_EXERCISE 1_
In the critique of Oreskes, in at least how many ways does the writer say Oreskes' statement about a 95 percent confidence limit is wrong?
_EXERCISE 2_
From the critique of Oreskes, reproduce the part that opens with the words containing "I have to admit" and closes with "expecting the effect.".

I have to admit that I find Oreskes’ piece less than compelling and in many ways seriously wrong. Her main point is (or should be) twofold, namely that
1. if the cost of neglecting a possible risk is higher than that of protecting against it, then it may make sense to increase our chances of falsely believing that the risk is real when it is not, if that is necessary in order to reach an acceptable chance of identifying it when it is real, and
2. if we already have good reasons based on well-established theories to expect something is true, then we don’t need to demand the same level of direct evidence as we would if that evidence was our only reason for expecting the effect.
But Oreskes attempts to dress these (obvious?) claims in technical language about statistics and scientific practice – which she often garbles into either meaninglessness or outright error. For example she says “Typically, scientists apply a 95 percent confidence limit, meaning that they will accept a causal claim only if they can show that the odds of the relationship’s occurring by chance are no more than one in 20.” So far as it is even parseable this is wrong in at least six ways. Scientists don’t ever “apply” a confidence “limit” but, when assessing the implications of evidence regarding the value of a parameter, they may use that evidence to construct the limits of a confidence interval by imposing, requiring, or perhaps “applying” a confidence level. This process of estimating a parameter has nothing to do with whether or not they will “accept” a causal claim, and the practice of determining the significance level of evidence with regard to a purported relationship is quite independent of the question of whether or not that relationship is “causal”. And the 95% significance level, or whatever other level is applied in that horrible terminology, is complementary not to the “odds” of the relationship , but to the predicted probability of the observed (or more “extreme”) data in a stochastic model in which the relationship is not included.

[Segmentation mask data]
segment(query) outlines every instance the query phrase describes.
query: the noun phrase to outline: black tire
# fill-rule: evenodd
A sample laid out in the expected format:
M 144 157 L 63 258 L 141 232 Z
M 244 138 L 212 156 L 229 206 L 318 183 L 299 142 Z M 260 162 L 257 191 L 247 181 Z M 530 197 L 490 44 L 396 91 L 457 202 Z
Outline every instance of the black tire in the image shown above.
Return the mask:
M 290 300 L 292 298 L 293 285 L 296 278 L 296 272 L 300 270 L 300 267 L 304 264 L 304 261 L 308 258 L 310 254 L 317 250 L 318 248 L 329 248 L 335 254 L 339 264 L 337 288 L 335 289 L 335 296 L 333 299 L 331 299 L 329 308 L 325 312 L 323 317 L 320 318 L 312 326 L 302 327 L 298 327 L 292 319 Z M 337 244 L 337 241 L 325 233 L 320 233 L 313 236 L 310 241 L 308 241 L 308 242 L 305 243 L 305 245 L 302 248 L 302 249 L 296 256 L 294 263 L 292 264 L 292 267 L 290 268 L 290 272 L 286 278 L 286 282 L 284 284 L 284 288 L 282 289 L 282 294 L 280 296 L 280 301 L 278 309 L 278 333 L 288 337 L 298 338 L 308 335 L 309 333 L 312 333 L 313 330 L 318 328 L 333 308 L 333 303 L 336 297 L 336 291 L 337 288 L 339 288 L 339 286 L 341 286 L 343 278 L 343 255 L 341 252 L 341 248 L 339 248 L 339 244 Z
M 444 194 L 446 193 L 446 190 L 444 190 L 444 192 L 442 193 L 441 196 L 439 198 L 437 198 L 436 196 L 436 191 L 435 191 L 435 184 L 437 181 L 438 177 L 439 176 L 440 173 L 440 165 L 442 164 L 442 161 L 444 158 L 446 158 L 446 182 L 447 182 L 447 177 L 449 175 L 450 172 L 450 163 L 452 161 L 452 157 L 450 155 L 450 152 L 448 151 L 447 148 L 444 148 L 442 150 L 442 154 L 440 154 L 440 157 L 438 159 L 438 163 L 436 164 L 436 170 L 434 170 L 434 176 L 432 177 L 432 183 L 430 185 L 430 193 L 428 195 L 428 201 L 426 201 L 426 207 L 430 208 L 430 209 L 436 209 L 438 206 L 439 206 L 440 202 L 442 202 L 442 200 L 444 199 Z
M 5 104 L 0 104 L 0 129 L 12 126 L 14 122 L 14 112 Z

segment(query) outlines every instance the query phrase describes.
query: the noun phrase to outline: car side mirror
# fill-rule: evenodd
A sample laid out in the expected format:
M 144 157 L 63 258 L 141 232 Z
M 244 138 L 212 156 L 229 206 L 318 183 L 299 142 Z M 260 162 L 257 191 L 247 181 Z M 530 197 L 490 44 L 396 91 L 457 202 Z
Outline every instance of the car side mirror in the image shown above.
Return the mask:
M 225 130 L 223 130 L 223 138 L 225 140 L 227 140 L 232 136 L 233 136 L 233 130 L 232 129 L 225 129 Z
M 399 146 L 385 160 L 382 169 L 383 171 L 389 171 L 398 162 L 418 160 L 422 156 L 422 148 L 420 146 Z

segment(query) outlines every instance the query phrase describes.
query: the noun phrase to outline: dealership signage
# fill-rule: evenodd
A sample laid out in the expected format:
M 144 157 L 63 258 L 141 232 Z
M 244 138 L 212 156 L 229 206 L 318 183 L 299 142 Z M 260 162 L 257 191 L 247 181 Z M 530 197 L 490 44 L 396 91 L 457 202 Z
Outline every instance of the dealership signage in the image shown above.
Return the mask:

_ANSWER SPACE 1_
At least six ways.

_ANSWER SPACE 2_
I have to admit that I find Oreskes’ piece less than compelling and in many ways seriously wrong. Her main point is (or should be) twofold, namely that
1. if the cost of neglecting a possible risk is higher than that of protecting against it, then it may make sense to increase our chances of falsely believing that the risk is real when it is not, if that is necessary in order to reach an acceptable chance of identifying it when it is real, and
2. if we already have good reasons based on well-established theories to expect something is true, then we don’t need to demand the same level of direct evidence as we would if that evidence was our only reason for expecting the effect.